**BRIEF:**
Please give the listing again in its entirety, exactly as written.

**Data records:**
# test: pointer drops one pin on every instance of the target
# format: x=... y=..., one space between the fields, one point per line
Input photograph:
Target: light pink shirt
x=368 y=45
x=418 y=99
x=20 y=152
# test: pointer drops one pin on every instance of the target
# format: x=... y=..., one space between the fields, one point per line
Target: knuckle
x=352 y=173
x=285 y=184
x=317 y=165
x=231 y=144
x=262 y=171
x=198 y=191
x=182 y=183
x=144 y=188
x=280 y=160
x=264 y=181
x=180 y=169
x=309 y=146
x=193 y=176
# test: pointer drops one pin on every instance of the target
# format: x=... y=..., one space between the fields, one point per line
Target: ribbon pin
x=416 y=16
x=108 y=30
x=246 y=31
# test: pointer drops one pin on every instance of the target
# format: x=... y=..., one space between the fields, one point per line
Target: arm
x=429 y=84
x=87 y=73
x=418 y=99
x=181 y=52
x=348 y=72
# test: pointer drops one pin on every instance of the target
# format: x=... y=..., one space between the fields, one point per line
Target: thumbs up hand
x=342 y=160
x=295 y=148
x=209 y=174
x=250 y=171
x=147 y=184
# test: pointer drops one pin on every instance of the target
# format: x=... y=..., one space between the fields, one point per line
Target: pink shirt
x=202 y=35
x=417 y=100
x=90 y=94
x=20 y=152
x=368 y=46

**RESULT BELOW:**
# test: pointer drops one pin on every instance of the target
# format: x=... y=..., one space between the fields, one point per line
Input photograph:
Target: light pink shirt
x=368 y=45
x=418 y=99
x=20 y=152
# test: pointer drops one pin on every instance of the target
# format: x=... y=..., one space between the fields, one point per line
Target: knuckle
x=352 y=173
x=285 y=184
x=317 y=165
x=231 y=144
x=262 y=171
x=198 y=191
x=182 y=183
x=144 y=188
x=280 y=160
x=264 y=181
x=180 y=169
x=309 y=146
x=193 y=176
# test: pointer drops one pin on every instance of the target
# format: x=... y=..., one space between the fields, one point per line
Target: ribbon pin
x=416 y=16
x=108 y=30
x=246 y=31
# test: pointer drops one pin on every instance of the target
# format: x=... y=..., one space between the fields, one point per line
Target: arm
x=429 y=84
x=87 y=73
x=418 y=99
x=181 y=52
x=348 y=72
# test: pointer drops one pin on every instance of the target
# format: x=... y=..., one space between the fields, one point per line
Target: thumbs up hand
x=342 y=160
x=295 y=148
x=209 y=174
x=250 y=171
x=147 y=184
# test: pointer drops one pin on every instance of the target
# format: x=... y=..., one space between the fields, one point per line
Target: pink shirt
x=202 y=35
x=417 y=100
x=90 y=94
x=20 y=152
x=368 y=46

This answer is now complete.